What you have to do: Find each line below that contains the word "bark" and copy it out.

Collection entries:
-*-
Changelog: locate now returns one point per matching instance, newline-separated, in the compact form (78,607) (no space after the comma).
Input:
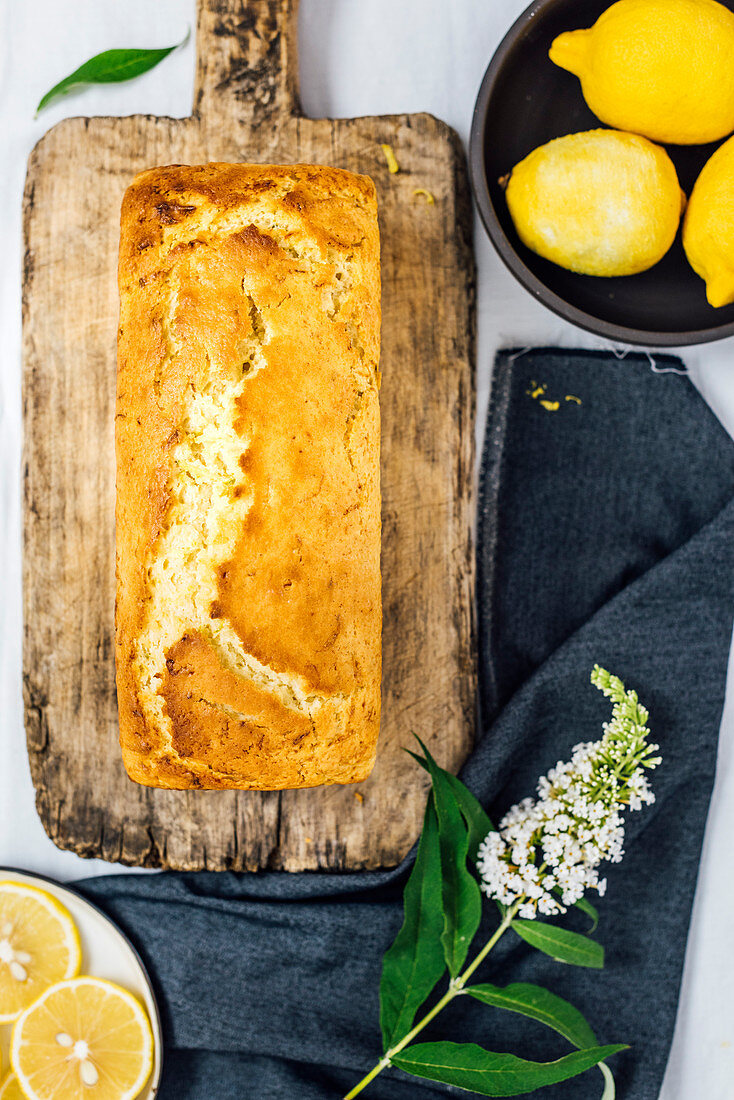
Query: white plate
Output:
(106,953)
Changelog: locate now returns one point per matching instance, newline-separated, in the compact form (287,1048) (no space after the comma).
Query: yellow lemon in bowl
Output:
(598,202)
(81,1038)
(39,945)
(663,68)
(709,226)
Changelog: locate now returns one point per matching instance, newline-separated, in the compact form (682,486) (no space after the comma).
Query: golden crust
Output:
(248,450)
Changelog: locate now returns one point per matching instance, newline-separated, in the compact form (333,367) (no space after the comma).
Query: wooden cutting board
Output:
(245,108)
-*-
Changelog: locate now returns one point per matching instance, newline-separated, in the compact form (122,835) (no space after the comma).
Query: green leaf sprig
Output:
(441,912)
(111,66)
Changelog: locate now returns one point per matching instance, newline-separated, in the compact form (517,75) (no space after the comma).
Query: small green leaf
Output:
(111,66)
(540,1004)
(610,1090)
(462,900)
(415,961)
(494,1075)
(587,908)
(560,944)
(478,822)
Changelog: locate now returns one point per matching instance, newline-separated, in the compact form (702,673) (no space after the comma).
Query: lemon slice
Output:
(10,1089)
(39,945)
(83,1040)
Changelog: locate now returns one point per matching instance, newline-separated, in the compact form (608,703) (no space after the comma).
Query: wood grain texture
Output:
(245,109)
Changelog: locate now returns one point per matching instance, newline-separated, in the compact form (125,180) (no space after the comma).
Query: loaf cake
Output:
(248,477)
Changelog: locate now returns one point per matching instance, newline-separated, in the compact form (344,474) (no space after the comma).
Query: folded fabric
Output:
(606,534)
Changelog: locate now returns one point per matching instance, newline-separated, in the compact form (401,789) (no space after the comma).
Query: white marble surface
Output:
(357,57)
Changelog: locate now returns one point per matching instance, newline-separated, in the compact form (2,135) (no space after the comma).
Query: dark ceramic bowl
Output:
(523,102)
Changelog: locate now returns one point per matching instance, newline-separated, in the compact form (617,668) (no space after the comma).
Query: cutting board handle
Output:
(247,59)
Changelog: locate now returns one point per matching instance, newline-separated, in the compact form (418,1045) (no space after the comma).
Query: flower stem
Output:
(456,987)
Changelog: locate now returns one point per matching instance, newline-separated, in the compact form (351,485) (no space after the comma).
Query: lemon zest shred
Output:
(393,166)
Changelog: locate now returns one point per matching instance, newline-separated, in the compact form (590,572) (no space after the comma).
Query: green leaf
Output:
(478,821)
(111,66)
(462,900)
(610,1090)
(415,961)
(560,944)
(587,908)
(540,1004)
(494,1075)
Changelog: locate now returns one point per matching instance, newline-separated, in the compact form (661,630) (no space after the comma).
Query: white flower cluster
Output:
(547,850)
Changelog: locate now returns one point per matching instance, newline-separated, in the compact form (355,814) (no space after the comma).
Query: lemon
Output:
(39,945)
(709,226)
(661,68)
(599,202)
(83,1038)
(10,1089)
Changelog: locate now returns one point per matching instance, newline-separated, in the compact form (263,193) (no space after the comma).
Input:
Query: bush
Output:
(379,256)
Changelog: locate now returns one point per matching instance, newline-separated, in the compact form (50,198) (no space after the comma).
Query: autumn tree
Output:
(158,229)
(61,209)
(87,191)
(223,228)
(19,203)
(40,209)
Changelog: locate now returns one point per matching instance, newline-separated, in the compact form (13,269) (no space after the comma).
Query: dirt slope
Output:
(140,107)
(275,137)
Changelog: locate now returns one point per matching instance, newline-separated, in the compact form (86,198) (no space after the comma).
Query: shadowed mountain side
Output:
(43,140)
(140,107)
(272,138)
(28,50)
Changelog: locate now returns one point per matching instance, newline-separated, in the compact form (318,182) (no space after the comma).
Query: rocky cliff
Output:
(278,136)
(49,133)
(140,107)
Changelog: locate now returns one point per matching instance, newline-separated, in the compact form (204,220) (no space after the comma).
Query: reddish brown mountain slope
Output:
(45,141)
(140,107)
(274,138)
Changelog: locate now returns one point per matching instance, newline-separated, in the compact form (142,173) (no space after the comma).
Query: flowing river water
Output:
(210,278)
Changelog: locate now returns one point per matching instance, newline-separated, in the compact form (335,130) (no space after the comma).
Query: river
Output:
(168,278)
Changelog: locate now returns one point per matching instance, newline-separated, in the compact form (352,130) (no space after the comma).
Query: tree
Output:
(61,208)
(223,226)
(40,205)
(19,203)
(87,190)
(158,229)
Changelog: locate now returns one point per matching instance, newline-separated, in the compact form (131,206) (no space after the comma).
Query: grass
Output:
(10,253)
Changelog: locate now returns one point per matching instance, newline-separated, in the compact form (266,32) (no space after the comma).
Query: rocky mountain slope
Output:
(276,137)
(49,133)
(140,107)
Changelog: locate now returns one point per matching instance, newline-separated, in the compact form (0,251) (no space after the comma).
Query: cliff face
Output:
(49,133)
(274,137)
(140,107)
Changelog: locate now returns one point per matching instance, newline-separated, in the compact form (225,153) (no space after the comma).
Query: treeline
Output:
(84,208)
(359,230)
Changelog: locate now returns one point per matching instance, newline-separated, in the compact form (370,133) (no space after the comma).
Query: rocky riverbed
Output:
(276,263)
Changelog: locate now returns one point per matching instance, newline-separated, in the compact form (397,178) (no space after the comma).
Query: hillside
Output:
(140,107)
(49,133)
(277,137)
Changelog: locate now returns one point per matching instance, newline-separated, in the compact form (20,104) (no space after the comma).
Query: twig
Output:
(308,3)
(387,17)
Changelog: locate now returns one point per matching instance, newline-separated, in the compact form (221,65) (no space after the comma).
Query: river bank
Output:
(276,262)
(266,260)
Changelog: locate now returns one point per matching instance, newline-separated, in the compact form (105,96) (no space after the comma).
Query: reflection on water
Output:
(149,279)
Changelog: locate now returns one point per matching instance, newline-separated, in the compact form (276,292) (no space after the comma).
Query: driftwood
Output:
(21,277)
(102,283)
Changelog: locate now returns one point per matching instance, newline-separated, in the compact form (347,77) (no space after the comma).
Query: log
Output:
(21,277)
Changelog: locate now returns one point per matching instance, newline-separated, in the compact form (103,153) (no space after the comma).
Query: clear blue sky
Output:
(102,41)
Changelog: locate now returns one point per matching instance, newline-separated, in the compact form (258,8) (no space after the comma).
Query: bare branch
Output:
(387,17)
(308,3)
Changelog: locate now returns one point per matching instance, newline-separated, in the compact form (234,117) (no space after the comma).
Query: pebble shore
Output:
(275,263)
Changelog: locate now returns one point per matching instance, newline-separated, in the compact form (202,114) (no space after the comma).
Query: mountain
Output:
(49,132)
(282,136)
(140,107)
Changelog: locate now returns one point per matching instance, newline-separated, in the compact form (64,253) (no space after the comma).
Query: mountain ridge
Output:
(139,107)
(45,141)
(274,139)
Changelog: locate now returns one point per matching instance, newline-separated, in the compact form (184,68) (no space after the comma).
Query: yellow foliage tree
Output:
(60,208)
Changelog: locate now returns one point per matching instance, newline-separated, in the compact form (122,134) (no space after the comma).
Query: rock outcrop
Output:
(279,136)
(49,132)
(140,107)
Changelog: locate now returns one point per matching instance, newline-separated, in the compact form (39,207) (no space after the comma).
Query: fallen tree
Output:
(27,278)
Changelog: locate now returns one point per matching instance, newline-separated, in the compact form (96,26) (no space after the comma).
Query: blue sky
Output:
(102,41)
-*-
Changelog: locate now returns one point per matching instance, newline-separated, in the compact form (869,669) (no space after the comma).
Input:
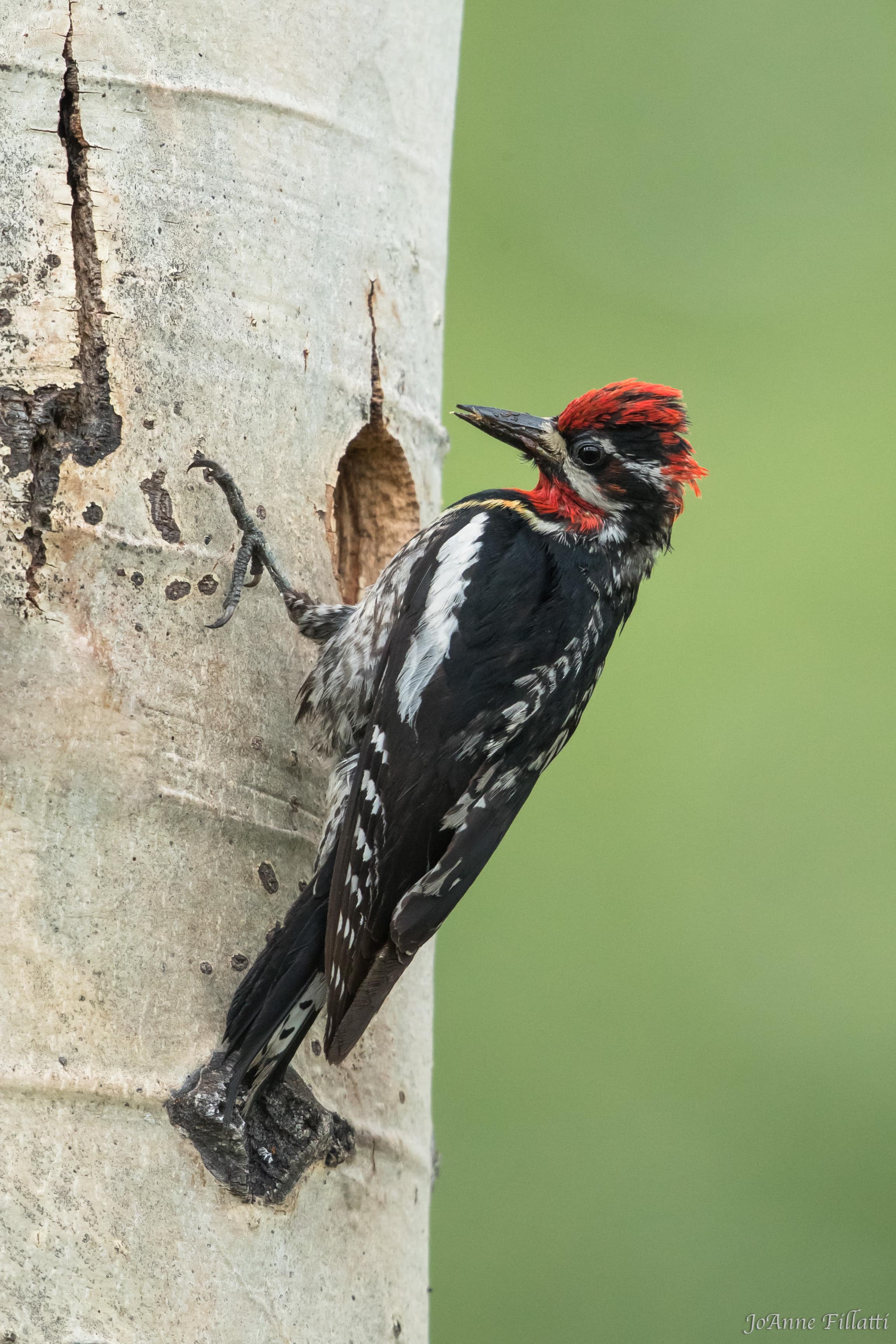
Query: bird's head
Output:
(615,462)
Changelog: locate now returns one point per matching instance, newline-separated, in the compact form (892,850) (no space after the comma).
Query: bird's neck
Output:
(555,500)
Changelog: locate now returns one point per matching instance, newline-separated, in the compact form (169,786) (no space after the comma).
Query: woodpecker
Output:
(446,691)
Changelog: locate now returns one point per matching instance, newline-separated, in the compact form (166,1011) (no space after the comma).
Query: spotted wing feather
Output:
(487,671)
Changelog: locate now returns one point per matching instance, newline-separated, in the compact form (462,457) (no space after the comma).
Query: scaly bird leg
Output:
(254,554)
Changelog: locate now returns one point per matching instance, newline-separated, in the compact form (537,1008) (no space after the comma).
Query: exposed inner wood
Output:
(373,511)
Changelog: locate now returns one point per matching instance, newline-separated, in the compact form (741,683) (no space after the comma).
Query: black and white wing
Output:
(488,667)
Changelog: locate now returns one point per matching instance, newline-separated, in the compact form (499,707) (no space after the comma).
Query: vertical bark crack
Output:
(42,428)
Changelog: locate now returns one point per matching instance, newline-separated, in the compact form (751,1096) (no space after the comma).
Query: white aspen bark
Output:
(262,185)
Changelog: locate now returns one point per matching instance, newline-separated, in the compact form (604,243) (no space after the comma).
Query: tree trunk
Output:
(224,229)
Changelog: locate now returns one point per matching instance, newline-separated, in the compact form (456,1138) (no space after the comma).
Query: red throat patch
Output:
-*-
The response:
Query: vertical bark crack
Query: white aspen bark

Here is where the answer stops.